Task item: Reproduce verbatim only the lines from the one containing "Drop a pin on the motorcycle, one" through the last line below, both included.

Records for the task:
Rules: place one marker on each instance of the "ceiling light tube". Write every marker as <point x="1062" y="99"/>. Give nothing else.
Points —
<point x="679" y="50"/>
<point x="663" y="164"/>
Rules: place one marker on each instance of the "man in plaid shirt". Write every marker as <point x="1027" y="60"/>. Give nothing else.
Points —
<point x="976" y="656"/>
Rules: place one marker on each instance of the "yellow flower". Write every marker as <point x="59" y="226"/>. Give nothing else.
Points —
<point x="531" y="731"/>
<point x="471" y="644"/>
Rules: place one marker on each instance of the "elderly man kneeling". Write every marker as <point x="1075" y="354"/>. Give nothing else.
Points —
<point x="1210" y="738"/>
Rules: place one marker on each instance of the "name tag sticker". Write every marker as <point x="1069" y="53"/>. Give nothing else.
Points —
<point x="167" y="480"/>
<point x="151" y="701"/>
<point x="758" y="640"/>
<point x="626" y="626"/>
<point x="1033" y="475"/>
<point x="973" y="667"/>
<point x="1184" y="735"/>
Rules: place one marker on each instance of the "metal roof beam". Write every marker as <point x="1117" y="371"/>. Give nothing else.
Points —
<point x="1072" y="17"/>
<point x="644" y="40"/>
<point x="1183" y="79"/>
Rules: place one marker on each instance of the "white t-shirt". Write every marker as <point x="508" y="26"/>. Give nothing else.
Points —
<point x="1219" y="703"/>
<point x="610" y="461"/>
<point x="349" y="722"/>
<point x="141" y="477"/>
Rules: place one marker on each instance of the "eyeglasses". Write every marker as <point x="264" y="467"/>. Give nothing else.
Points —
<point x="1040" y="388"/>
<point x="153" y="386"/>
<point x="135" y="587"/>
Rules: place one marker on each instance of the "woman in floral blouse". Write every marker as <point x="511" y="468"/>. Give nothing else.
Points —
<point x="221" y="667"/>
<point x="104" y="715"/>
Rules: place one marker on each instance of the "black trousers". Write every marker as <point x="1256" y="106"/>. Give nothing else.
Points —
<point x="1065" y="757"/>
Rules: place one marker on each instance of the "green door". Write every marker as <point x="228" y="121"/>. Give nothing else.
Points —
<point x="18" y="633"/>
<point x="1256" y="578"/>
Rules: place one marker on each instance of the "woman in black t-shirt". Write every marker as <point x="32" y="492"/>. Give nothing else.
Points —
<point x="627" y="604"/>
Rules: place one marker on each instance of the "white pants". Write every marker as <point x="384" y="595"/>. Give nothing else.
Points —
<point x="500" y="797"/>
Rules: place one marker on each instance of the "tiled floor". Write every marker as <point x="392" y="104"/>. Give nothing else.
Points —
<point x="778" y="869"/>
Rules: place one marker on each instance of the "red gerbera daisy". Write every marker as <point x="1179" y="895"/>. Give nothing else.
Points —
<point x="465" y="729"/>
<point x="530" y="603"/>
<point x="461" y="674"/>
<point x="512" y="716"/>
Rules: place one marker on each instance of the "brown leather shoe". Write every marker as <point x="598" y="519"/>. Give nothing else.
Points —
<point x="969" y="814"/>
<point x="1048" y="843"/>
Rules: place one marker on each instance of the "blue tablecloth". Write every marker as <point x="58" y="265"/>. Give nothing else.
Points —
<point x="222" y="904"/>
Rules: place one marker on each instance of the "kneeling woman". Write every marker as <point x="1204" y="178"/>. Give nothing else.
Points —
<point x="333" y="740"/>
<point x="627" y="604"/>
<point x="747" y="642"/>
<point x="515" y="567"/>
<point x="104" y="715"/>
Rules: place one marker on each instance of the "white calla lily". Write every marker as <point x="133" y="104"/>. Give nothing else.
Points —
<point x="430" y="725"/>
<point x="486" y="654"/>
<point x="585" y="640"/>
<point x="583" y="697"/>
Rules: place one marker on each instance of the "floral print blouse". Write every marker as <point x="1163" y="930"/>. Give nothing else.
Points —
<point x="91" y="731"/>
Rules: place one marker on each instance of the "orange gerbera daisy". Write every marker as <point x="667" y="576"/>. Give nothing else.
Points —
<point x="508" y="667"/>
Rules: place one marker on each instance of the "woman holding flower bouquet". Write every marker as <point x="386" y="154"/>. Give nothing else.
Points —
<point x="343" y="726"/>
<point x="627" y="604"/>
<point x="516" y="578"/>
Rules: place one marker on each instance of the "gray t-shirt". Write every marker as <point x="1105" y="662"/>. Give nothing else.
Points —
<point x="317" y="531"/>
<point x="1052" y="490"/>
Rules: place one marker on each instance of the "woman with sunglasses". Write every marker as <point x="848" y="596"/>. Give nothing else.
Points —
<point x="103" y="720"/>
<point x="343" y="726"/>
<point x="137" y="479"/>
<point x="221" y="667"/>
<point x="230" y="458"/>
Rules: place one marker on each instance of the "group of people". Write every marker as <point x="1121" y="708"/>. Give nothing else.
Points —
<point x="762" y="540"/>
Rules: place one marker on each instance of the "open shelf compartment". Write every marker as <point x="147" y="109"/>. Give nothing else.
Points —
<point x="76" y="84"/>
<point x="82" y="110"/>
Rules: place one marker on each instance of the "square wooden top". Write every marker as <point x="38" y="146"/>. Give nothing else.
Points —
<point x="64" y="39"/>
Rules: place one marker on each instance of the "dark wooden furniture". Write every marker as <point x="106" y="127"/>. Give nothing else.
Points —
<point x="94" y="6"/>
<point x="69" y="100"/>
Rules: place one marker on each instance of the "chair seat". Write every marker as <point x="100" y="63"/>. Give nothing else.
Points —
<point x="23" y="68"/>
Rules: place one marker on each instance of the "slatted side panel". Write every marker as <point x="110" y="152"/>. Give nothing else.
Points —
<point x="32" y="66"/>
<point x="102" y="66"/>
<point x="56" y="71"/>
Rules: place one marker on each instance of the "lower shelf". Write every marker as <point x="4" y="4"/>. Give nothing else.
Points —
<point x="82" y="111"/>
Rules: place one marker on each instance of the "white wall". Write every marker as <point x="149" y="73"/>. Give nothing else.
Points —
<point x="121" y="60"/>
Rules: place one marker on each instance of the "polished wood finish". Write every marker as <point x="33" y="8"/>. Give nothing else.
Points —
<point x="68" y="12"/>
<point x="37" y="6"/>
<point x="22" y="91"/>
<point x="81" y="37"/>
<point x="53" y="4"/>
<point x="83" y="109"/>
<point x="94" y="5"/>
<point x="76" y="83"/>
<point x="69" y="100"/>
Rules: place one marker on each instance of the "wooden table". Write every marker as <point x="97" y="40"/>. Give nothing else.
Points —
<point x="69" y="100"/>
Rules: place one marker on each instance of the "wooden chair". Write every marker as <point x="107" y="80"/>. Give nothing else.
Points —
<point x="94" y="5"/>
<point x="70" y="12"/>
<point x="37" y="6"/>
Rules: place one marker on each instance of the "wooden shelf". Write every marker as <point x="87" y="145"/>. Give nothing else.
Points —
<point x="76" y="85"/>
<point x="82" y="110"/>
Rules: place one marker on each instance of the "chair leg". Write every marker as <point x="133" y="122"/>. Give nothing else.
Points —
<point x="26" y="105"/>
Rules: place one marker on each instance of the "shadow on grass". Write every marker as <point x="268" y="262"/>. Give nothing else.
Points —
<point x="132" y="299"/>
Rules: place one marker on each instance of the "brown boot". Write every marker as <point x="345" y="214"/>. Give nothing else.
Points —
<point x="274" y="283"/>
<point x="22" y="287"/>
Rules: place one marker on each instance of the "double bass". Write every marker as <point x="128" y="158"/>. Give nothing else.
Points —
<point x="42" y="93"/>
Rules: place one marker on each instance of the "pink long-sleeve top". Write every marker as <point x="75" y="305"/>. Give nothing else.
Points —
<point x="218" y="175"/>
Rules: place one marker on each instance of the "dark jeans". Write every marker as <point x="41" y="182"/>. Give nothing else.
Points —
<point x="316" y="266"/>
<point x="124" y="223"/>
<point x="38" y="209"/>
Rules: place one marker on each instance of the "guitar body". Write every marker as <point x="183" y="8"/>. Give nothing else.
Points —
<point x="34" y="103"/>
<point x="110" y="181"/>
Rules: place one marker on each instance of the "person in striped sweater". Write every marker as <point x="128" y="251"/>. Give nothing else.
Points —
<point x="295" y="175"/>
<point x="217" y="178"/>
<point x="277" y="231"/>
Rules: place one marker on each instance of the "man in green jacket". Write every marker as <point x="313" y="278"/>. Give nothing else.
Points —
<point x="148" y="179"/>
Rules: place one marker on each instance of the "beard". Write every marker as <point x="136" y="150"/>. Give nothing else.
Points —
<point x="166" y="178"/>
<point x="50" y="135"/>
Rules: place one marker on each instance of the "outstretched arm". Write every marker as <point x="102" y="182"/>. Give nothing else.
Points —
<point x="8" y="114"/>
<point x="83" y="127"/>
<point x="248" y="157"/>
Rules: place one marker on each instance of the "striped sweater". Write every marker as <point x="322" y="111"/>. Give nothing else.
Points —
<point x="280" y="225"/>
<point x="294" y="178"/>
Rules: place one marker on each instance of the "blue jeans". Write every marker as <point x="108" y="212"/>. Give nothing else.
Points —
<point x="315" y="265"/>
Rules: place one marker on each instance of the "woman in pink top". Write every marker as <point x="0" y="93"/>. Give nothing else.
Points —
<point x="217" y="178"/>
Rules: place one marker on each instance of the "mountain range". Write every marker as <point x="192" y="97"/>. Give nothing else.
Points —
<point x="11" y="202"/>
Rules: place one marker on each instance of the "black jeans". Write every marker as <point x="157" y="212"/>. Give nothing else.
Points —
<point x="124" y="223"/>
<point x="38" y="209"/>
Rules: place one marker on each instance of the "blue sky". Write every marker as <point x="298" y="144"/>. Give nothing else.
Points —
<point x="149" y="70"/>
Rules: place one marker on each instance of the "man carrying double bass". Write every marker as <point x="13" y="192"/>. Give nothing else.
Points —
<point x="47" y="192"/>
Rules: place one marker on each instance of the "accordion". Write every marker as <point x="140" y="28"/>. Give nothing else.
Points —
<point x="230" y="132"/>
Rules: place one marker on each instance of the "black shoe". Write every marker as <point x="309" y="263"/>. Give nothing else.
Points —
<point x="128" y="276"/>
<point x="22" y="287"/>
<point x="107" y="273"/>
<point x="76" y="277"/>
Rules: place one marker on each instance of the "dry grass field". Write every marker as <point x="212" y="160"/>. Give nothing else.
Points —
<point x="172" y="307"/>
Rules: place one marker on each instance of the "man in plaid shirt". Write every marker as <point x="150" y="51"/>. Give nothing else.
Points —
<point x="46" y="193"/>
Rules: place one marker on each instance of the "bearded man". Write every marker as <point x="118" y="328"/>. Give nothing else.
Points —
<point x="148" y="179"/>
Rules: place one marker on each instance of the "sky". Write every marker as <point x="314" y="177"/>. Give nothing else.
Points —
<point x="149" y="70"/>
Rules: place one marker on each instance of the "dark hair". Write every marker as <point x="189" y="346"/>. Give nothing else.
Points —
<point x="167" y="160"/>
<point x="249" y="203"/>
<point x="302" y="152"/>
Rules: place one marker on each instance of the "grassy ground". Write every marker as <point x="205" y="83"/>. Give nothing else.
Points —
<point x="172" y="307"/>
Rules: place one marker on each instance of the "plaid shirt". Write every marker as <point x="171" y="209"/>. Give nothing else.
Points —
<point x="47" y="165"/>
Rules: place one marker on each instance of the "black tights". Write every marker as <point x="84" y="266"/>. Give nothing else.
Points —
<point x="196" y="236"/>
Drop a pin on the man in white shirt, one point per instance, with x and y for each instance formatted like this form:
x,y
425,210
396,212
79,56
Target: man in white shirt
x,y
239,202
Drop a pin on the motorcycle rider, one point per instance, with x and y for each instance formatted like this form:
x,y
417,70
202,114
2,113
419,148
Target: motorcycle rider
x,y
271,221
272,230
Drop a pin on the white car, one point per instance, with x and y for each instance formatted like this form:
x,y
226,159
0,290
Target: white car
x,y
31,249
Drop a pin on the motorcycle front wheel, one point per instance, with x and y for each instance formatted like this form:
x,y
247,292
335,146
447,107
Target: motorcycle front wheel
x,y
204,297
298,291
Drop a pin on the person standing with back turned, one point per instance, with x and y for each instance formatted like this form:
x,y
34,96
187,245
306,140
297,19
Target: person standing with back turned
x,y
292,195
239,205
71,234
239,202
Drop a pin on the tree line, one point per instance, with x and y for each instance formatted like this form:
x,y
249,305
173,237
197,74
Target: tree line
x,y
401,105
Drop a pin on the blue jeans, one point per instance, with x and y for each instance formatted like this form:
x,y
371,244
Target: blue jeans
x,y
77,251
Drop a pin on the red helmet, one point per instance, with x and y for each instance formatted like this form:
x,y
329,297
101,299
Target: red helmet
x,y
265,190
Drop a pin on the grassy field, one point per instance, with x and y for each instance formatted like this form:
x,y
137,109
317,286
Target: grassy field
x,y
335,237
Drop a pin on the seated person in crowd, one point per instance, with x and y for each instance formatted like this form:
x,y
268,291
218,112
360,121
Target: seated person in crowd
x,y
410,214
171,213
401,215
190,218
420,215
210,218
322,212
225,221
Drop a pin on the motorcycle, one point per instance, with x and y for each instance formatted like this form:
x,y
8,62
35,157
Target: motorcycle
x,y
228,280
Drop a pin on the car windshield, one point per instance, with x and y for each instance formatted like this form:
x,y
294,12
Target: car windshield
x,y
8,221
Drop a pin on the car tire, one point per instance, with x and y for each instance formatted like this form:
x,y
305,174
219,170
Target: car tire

Result:
Drop a pin on the motorcycle, one point per instance, with x and y for each instance formatted like this form:
x,y
8,62
35,157
Target: motorcycle
x,y
228,280
Drop a pin on the car windshield, one point per instance, with x and y for each instance formatted like this form:
x,y
294,12
Target: car windshield
x,y
8,221
Drop a pin on the car tire, one point per instance, with x and y for each instance formatted like this form:
x,y
305,174
219,170
Target: car tire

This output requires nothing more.